The goal is a clean copy of all the data below, with pictures dropped and everything else retyped exactly.

━━━━

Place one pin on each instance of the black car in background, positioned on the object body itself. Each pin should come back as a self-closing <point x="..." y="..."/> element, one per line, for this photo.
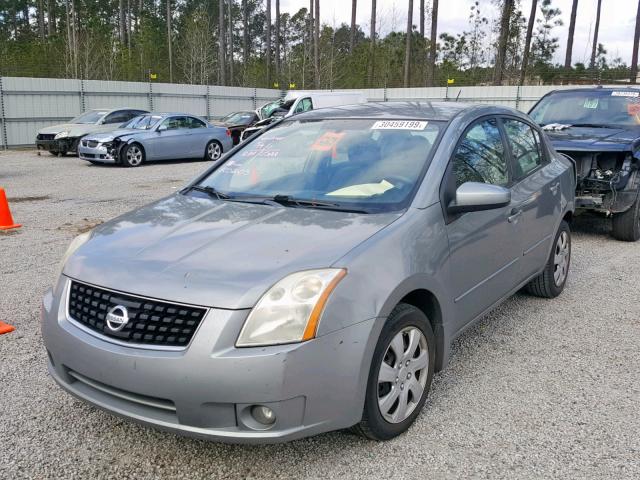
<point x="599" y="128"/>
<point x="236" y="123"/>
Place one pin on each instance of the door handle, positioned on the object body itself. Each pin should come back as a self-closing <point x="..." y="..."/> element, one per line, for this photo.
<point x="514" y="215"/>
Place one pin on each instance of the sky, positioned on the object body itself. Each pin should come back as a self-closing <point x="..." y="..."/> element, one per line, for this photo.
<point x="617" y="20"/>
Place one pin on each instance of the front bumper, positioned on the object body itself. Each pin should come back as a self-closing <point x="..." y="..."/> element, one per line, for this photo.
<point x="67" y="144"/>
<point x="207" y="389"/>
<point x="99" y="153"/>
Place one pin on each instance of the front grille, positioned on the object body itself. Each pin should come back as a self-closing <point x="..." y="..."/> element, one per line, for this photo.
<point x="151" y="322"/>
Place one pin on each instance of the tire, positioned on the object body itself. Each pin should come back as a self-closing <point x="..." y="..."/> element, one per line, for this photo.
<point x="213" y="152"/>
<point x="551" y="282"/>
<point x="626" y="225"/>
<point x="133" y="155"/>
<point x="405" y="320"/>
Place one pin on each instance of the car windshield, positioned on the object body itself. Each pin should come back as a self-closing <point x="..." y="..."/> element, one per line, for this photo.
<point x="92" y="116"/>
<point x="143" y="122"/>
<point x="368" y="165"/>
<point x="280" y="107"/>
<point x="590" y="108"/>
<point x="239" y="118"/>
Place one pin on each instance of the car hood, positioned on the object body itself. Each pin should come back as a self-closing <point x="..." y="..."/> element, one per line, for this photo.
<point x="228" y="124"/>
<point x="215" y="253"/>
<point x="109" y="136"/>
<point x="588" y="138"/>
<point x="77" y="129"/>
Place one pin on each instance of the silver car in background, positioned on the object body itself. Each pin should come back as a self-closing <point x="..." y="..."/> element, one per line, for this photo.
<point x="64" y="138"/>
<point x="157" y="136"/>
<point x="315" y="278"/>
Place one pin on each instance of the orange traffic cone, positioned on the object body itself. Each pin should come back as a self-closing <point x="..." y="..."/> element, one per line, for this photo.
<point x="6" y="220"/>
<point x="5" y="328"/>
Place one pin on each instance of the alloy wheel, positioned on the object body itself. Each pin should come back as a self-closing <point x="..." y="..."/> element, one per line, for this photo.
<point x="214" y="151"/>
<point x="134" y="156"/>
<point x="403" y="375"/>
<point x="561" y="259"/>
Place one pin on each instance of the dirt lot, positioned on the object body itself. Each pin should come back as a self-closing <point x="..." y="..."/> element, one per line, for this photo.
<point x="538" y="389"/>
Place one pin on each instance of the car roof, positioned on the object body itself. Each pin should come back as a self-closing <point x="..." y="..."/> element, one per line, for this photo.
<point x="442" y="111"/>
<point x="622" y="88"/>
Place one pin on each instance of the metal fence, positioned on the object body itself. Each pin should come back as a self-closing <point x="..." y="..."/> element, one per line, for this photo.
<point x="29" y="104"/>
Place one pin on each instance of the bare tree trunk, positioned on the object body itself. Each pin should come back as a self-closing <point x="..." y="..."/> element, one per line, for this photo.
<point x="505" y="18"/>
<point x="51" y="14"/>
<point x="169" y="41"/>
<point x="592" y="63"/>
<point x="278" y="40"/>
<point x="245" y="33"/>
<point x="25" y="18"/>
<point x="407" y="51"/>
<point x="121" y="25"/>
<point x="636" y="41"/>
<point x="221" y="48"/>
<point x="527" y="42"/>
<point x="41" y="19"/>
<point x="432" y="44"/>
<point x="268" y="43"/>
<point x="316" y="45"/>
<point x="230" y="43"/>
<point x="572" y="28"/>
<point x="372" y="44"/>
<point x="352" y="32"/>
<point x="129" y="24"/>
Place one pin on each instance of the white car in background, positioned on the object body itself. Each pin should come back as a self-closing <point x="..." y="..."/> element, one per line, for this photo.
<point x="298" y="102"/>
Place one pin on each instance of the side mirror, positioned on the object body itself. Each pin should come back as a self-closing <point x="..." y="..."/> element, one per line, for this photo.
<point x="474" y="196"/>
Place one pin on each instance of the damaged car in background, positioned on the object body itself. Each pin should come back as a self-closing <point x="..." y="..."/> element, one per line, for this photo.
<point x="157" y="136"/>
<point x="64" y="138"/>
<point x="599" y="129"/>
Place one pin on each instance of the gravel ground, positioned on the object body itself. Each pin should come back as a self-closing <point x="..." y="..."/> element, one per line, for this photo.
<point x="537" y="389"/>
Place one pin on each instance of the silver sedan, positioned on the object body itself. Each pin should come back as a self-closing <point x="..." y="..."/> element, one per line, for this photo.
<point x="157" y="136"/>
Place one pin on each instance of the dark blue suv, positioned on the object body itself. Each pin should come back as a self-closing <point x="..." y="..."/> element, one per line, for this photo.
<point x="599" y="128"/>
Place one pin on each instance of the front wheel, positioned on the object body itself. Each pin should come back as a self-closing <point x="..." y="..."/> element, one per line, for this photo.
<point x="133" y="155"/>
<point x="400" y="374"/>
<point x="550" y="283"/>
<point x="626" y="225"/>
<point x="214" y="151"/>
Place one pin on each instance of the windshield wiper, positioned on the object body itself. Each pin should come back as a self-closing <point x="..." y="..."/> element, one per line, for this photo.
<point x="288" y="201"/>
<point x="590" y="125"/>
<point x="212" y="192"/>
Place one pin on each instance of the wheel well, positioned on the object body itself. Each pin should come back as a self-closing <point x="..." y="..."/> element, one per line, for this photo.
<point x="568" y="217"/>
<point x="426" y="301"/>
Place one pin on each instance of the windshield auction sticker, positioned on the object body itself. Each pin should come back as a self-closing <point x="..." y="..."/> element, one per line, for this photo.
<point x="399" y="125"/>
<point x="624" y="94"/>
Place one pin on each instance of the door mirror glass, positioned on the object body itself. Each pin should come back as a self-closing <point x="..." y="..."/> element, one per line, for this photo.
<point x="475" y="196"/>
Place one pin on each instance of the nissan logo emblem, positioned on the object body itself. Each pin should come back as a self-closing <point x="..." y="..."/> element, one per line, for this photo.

━━━━

▶ Answer section:
Place one pin on each instance of the black car in background, positioned on the object body itself. Each pin should come back as a self-closing <point x="..." y="..."/> element, one per line, for this photo.
<point x="599" y="128"/>
<point x="236" y="123"/>
Place one pin on each instance of the door handle, positioned on the object body itself. Each pin should come back as a self-closing <point x="..." y="..."/> element, one per line, for this photo.
<point x="514" y="215"/>
Place one pin on each instance of the sky, positioned on the object body itself. Each pin should come back as a self-closing <point x="..." y="..."/> element, one per line, for this photo.
<point x="617" y="20"/>
Place one pin on each instance of the front bumper, positioned on the object body itself. Each pin should come back as a self-closing <point x="..." y="..."/> element, one per line, for this photo.
<point x="67" y="144"/>
<point x="207" y="389"/>
<point x="99" y="153"/>
Place one pin on each instance of the front grille, positioned on the object body itself. Each pin should come back as a self-closing <point x="..." y="..."/> element, one per line, for this photo.
<point x="151" y="322"/>
Place one pin on each instance of the tire, positioned on the object body itself. Each pin should come back as a self-closing <point x="..." y="..."/> element, one per line, for this photo.
<point x="213" y="152"/>
<point x="551" y="282"/>
<point x="626" y="225"/>
<point x="133" y="155"/>
<point x="405" y="320"/>
Place one pin on each instance of the car windshield, positioned on the object body itself. Each pin should come back as a self-closing <point x="..." y="..."/> element, one per line, for this photo.
<point x="92" y="116"/>
<point x="143" y="122"/>
<point x="368" y="165"/>
<point x="280" y="107"/>
<point x="590" y="108"/>
<point x="239" y="118"/>
Place one pin on each instance of the car hood, positioned on the object body itself. Each pin should come back as a self-closing <point x="..." y="..."/> element, one per line, for this photo.
<point x="228" y="124"/>
<point x="215" y="253"/>
<point x="109" y="136"/>
<point x="588" y="138"/>
<point x="77" y="129"/>
Place one pin on each instance of the silver car in background, positioned on the object body itself. Each pin should come back as a self-closing <point x="..." y="..."/> element, one per line, for this photo.
<point x="64" y="138"/>
<point x="157" y="136"/>
<point x="315" y="278"/>
Place one pin on each instance of the orange traffic cone, positioned on the object body itself. Each pin should come back as a self-closing <point x="..." y="..."/> element, one per line, for this photo.
<point x="6" y="220"/>
<point x="5" y="328"/>
Place one pin on each instance of the alloy wheel, positioned on the object body itself. Each pin should come back as a self-closing <point x="..." y="..."/> element, one per line, for this photo.
<point x="214" y="151"/>
<point x="134" y="156"/>
<point x="403" y="375"/>
<point x="561" y="259"/>
Place one pin on each instance of the dirt lot, positioned on the object body itself. Each pin should come back as a self-closing <point x="..." y="..."/> element, one per line, for this photo.
<point x="538" y="389"/>
Place one pin on each instance of the car roof, positioned on the object body itself. Each pin should come back as a self-closing <point x="..." y="..."/> element, one per line, for this photo.
<point x="442" y="111"/>
<point x="622" y="88"/>
Place one pin on each instance of the metal fence, positioned on the object body itself. Each pin should come back as a self-closing <point x="..." y="..."/> element, one per line, for this photo.
<point x="29" y="104"/>
Place one pin on each instance of the bare tree trunk, positioned on the object body itself. Each pin should come back as a self-closing <point x="..." y="..."/> element, one per line, for this photo.
<point x="505" y="18"/>
<point x="51" y="14"/>
<point x="169" y="41"/>
<point x="592" y="63"/>
<point x="278" y="40"/>
<point x="245" y="33"/>
<point x="25" y="18"/>
<point x="407" y="51"/>
<point x="121" y="25"/>
<point x="636" y="41"/>
<point x="221" y="48"/>
<point x="527" y="42"/>
<point x="41" y="19"/>
<point x="432" y="44"/>
<point x="268" y="43"/>
<point x="316" y="45"/>
<point x="230" y="43"/>
<point x="572" y="28"/>
<point x="372" y="44"/>
<point x="352" y="32"/>
<point x="129" y="24"/>
Place one pin on each instance of the white car in background, positioned on the object body itself. Each pin should come back as a self-closing <point x="..." y="..."/> element, one per line, for this photo.
<point x="298" y="102"/>
Place one pin on each instance of the side mirror, positioned on the object body itself. Each pin should come back as a self-closing <point x="..." y="..."/> element, one per line, for this photo.
<point x="474" y="196"/>
Place one pin on each instance of the damaged car in background, positioned on the object body itself. Each pin should come back as a self-closing <point x="..." y="..."/> element, one per line, for this photo.
<point x="157" y="136"/>
<point x="64" y="138"/>
<point x="599" y="129"/>
Place one pin on each instance of the gravel ground, positioned on the object body itself. Each pin should come back as a self-closing <point x="..." y="..."/> element, one per line, for this photo.
<point x="537" y="389"/>
Place one pin on each instance of the silver sedan, positioned on the object body itself. Each pin should come back as a self-closing <point x="..." y="..."/> element, one per line, for this photo.
<point x="157" y="136"/>
Place one pin on each instance of the dark blue suv, positioned on the object body itself. Each pin should come back as a self-closing <point x="..." y="..."/> element, one per line, for this photo.
<point x="599" y="128"/>
Place one pin on each instance of the front wheel, positioned on the object body itself. Each pin should come back as a self-closing <point x="..." y="..."/> element, one per line, for this photo.
<point x="133" y="155"/>
<point x="400" y="374"/>
<point x="550" y="283"/>
<point x="626" y="225"/>
<point x="214" y="151"/>
Place one pin on each instance of the windshield wiper, positioned on the object body itself. Each pin should come back as a self-closing <point x="..." y="..."/> element, one per line, for this photo.
<point x="288" y="201"/>
<point x="590" y="125"/>
<point x="212" y="192"/>
Place one pin on each instance of the wheel well, positioned on the object body itself. Each pin should come back as a self-closing <point x="..." y="..."/> element, one per line, for this photo.
<point x="568" y="217"/>
<point x="426" y="301"/>
Place one pin on each instance of the windshield auction sticker, positioned on the object body itself. Each pin should come back as a self-closing <point x="..." y="..."/> element, one per line, for this photo.
<point x="399" y="125"/>
<point x="624" y="94"/>
Place one pin on each instance of the door mirror glass, positioned on the object body itself. Each pin should come back as a self-closing <point x="..." y="..."/> element, one per line, for this photo.
<point x="475" y="196"/>
Place one pin on each instance of the nissan logo emblem, positioned on the object body itself. Each pin should come back as a self-closing <point x="..." y="..."/> element, one per line, for this photo.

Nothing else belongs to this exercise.